**Provided passage:**
Haiku by a Robot

Digital literature scholar Zach Whalen discovers the most amazing poem in Highlights magazine: “Haiku by a Robot”. While many people saw his tweeting of the poem as ironic, Whalen digs deep into the true brilliance of the poem. (post)

The poem:

Haiku by a Robot

Seven hundred ten
Seven hundred eleven
Seven hundred twelve.

— Nathan Beifuss, Age 9
California

Haiku by a Robot. (source)
Haiku by a Robot. (source)

First, Whalen argues, the choice of reducing a poem to numbers has precedent, and can be profound, especially in a context such as this, where the conceit plays off of the semantics of the title. Here we see that robots can actually express beauty and form, even if differently than humans. I’m unsure if Nathan provided the drawing as well, but together there is a sense of machines groping towards humanity, but perhaps being as much defined by the gap.

**Excerpted data:**
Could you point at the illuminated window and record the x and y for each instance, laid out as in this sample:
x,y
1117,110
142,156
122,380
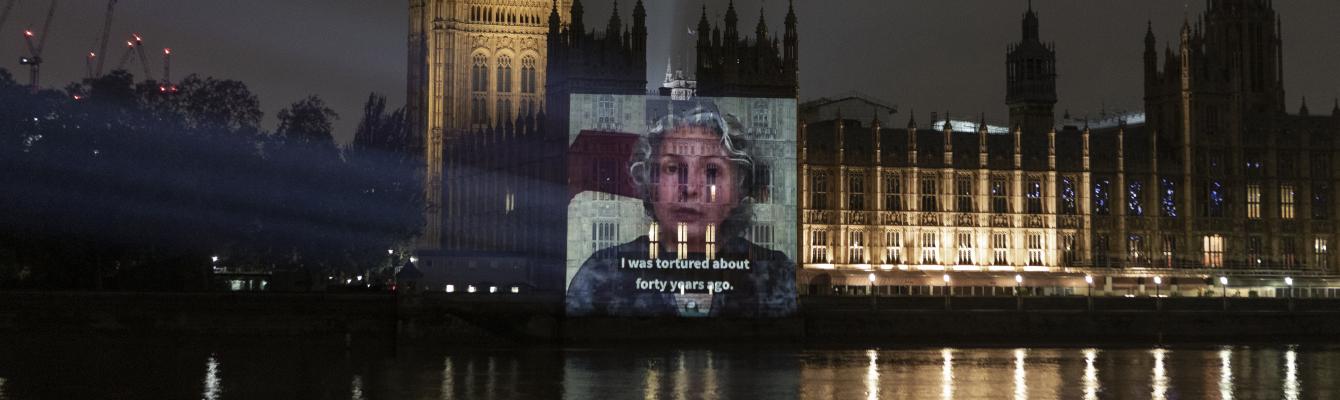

**Set task:** Can you rewrite the stretch of the robot haiku post above from "Digital literature scholar" through "Seven hundred twelve.", putting "posting" in place of "tweeting"?

**Full output:**
Digital literature scholar Zach Whalen discovers the most amazing poem in Highlights magazine: “Haiku by a Robot”. While many people saw his posting of the poem as ironic, Whalen digs deep into the true brilliance of the poem. (post)

The poem:

Haiku by a Robot

Seven hundred ten
Seven hundred eleven
Seven hundred twelve.